**Work required**
Reproduce only the stretch of rows from the start through the line containing "(378, 274), (985, 700)", keeping every line, with each bounding-box coordinate in the answers multiplied by 1.65 and rounded to a whole number, halves up. Leave the sample coordinates in the format lines unchanged.

**Items**
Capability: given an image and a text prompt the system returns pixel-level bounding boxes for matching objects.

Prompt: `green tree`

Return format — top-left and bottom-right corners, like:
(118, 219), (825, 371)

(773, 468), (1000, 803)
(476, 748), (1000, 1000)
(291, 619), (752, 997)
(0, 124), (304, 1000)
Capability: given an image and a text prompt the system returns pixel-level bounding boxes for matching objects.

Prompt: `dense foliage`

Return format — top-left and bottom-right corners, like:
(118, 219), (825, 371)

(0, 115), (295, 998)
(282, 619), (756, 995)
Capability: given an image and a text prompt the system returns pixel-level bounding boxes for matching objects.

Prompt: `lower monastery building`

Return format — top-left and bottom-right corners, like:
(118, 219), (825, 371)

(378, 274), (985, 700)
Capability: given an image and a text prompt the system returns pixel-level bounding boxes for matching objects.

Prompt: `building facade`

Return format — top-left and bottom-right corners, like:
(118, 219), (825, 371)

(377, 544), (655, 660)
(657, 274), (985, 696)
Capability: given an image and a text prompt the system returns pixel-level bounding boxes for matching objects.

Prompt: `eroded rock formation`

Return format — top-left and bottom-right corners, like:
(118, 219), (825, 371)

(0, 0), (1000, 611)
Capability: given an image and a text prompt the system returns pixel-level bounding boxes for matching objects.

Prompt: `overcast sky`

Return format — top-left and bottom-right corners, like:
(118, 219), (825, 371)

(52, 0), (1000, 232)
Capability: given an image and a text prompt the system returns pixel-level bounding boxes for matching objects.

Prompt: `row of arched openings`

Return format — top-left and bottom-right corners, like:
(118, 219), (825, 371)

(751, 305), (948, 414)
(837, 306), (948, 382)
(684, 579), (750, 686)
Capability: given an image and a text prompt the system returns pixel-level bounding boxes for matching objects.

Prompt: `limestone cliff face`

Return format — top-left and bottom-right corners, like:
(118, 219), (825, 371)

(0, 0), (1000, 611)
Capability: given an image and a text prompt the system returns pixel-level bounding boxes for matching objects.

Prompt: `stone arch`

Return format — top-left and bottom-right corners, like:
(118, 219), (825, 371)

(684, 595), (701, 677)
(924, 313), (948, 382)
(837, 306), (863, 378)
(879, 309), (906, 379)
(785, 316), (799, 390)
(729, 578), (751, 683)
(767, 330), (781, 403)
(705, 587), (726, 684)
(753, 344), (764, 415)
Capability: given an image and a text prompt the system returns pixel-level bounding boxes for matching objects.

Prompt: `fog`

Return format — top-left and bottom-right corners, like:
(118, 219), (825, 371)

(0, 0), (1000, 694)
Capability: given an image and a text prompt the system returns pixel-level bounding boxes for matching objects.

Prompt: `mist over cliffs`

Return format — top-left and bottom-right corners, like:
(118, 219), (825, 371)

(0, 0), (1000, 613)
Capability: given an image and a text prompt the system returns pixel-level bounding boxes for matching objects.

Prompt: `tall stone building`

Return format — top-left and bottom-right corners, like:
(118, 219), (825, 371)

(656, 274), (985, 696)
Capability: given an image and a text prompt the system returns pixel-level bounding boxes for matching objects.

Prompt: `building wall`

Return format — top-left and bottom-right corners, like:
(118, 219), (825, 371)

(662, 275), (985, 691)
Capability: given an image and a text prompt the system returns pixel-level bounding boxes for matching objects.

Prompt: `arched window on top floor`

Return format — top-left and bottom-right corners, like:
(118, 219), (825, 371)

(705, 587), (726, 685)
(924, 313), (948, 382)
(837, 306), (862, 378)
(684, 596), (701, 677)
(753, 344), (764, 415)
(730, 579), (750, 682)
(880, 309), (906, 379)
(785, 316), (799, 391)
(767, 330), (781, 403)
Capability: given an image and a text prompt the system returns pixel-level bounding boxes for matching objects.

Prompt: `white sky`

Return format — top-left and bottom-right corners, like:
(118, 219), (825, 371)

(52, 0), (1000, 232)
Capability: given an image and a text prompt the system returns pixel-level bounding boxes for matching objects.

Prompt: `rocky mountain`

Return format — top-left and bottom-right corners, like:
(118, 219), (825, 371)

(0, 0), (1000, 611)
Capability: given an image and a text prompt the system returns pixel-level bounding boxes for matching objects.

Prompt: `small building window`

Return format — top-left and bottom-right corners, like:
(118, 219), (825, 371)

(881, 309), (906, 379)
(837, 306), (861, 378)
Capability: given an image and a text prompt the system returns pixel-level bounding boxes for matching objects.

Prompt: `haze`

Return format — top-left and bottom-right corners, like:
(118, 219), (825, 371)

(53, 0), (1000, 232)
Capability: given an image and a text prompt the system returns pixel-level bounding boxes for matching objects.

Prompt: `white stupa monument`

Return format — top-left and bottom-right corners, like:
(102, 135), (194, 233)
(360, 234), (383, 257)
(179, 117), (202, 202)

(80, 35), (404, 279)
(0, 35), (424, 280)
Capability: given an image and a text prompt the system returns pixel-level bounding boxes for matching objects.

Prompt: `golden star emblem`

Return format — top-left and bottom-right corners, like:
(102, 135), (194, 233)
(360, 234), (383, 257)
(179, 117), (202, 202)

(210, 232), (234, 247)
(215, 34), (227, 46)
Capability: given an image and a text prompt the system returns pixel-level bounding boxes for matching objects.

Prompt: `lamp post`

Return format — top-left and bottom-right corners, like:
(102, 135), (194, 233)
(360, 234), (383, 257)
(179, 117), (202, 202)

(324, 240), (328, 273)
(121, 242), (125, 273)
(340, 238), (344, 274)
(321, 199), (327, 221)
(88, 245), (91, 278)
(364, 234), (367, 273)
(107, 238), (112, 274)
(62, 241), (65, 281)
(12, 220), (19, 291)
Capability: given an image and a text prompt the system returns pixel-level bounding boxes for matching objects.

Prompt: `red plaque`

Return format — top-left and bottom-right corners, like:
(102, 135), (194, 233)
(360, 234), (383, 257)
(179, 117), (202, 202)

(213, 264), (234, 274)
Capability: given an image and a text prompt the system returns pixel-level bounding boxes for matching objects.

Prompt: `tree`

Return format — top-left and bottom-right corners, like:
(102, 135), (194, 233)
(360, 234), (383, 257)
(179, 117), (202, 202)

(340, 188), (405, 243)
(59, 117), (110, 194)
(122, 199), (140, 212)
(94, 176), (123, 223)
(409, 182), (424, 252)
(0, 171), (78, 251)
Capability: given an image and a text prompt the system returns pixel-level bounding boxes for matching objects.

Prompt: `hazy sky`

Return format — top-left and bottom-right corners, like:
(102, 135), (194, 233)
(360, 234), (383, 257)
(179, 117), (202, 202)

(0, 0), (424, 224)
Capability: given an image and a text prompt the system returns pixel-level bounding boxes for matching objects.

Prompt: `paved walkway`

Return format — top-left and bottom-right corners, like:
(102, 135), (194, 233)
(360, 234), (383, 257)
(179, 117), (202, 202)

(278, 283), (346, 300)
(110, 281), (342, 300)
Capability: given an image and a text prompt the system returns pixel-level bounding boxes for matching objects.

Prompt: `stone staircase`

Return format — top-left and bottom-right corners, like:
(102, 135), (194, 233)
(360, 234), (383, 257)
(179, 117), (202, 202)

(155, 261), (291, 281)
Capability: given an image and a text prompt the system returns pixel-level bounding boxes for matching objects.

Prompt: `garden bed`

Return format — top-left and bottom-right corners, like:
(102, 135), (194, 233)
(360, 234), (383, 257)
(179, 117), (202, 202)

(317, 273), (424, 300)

**Written response**
Capability: given an image and a text prompt the system returns pixel-level bounding boxes for matching objects.

Prompt: `green tree`

Return format — top-left and bottom-right corners, like:
(118, 219), (825, 371)

(1275, 772), (1650, 1325)
(785, 1234), (1650, 1650)
(480, 1021), (1241, 1645)
(0, 205), (502, 1650)
Capability: given an image and a text prompt the system returns pixel-level bounding boxes for matching objects.

Prompt: `dense foliage`

Return format — top-left and bottom-right corners, like:
(118, 219), (825, 371)

(0, 190), (487, 1647)
(465, 1021), (1247, 1642)
Capability: given an image and a text prompt the system returns pixel-level bounding boxes for matching objects.

Prompt: `lower monastery building`

Return format — top-left and bottom-right corners, like:
(118, 219), (825, 371)

(624, 452), (1625, 1155)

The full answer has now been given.